* begin PAGE TEXT *
# 10 Agricultural Inventions That Changed The Face Of Farming in the USA



## Vol (Jul 5, 2009)

Interesting perspective.

Regards, Mike

http://www.farmcollector.com/equipment/ten-agricultural-inventions-in-farming-history.aspx?PageId=1


----------



## deadmoose (Oct 30, 2011)

10 pre 1950.

Deere's invention did not make the cut? John's plow and the railroad would trump the bottom two on my list. Very tough to only pick ten though.


----------



## Teslan (Aug 20, 2011)

I didn't realize really where the word combine came from. A combination of thresher and harvester. Combine. I guess I never thought about where the word came from.


----------



## Vol (Jul 5, 2009)

deadmoose said:


> 10 pre 1950.
> 
> Deere's invention did not make the cut? John's plow and the railroad would trump the bottom two on my list. Very tough to only pick ten though.


Yes, that was pretty naive to leave out "the plow"....

Regards, Mike


----------



## central va farmer (Feb 14, 2015)

For everyone on this website I would add Allis Chalmers little round baler to the list. That started it all for round balers. We still have ours I've never watched it run but according to my father it will out bale our new holland br7070 baler and also our new holland 654 that we used to run, Lol he likes green balers.


----------



## cornshucker (Aug 22, 2011)

deadmoose said:


> 10 pre 1950.
> 
> Deere's invention did not make the cut? John's plow and the railroad would trump the bottom two on my list. Very tough to only pick ten though.


You're right Moose 10 not enough, probably the reason the bottom two is on the list is that practically every tractor currently manufactured in the world has rubber tires and a 3 point hitch with some form of draft control. Deere did not really invent the plow but provided the final piece of the puzzle when he hammered a saw blade made from polished steel into a plow and had the worlds first plow that would scour in sticky conditions where the cast iron plows used back east were useless in the Midwest black soil. Also give him the foresight to mass produce the plow.


----------



## deadmoose (Oct 30, 2011)

Improvement would have been a more accurate statement.


----------



## Grateful11 (Apr 5, 2009)

We visited the Cyrus McCormick Farm and Workshop in VA once. Interesting little stop for about an hour or so. What was wild was seeing his some of his reapers on display and then when we got into Amish country and actually saw one sitting in a field that they had just finished using and tying the Wheat into shocks.

http://en.wikipedia.org/wiki/Cyrus_McCormick_Farm


----------
* end PAGE TEXT *
* begin ENTRIES SUPPLIED *
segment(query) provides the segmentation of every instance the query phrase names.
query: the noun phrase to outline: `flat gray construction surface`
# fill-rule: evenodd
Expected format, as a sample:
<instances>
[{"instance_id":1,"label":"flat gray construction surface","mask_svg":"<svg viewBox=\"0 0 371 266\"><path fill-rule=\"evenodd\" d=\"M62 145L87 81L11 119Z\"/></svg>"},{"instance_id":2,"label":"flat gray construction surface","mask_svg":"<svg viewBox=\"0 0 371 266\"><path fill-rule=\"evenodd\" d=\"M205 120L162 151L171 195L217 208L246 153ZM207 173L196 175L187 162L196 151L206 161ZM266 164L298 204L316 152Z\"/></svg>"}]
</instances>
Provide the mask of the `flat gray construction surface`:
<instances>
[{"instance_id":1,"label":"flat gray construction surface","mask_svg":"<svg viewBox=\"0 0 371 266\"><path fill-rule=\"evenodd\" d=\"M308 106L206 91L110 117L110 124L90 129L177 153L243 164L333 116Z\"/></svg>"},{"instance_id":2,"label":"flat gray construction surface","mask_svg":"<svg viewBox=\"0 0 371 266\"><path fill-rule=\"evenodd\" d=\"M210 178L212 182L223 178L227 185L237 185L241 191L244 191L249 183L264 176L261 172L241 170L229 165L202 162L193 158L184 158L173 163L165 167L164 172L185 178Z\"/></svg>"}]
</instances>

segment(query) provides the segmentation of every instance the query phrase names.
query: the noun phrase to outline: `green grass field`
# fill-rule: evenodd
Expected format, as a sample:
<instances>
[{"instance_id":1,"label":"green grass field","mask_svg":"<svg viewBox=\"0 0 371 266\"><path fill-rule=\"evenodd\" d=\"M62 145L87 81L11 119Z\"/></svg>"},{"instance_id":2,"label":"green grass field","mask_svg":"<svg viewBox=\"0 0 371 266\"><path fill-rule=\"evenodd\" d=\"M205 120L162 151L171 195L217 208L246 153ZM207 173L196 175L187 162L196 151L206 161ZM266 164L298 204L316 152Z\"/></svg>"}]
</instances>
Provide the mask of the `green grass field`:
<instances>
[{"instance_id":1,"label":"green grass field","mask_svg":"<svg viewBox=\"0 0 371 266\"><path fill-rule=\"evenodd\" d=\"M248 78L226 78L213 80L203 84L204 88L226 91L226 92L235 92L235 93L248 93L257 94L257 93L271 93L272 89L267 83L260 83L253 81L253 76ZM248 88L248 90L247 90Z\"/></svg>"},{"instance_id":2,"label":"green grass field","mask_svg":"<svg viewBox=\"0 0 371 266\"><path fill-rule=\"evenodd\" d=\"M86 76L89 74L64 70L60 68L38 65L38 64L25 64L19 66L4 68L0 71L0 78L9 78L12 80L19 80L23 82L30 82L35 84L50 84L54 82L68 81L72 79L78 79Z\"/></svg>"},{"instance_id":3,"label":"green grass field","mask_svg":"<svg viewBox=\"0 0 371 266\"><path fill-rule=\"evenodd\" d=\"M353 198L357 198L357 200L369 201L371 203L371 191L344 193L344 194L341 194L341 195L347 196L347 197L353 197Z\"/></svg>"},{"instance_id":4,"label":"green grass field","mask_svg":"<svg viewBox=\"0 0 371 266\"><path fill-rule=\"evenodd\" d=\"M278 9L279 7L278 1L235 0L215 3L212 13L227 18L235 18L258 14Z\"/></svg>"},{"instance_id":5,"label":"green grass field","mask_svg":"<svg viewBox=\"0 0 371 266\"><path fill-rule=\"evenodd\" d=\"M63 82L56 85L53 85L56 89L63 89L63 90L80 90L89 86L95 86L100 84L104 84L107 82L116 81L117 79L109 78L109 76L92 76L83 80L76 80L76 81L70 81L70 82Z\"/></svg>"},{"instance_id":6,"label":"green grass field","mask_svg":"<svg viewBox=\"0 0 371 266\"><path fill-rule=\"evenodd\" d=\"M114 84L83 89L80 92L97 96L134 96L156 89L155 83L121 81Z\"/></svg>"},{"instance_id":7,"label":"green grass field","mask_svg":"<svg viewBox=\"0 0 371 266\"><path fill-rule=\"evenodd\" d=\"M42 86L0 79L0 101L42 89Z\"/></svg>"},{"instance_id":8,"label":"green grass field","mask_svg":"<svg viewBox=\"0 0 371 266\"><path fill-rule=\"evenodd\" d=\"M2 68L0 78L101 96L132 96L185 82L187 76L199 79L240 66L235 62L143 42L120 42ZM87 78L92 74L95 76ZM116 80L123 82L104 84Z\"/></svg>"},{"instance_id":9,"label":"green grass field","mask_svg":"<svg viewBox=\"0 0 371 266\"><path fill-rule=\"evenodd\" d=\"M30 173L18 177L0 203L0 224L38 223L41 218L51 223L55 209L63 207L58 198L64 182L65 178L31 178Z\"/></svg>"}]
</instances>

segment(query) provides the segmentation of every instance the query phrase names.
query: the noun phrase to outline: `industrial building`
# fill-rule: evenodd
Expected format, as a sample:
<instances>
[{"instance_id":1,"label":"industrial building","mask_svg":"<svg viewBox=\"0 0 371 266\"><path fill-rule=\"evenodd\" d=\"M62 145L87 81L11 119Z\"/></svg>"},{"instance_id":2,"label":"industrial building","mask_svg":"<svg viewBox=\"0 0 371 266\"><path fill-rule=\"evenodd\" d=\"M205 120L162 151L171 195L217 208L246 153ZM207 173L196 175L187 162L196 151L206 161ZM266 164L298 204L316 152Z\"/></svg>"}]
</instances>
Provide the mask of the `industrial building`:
* end ENTRIES SUPPLIED *
◆ **YOUR TASK**:
Decide whether each statement below agrees with the thread on farming inventions, answering yes or no and quoting the words from the thread that settle it.
1. The word "combine" comes from joining a thresher and a harvester.
2. Deere's plow was made from a cast iron blade.
3. The Cyrus McCormick Farm and Workshop is in VA.

◆ **RESULT BELOW**:
1. Yes: "A combination of thresher and harvester."
2. No: "he hammered a saw blade made from polished steel into a plow"
3. Yes: "We visited the Cyrus McCormick Farm and Workshop in VA once."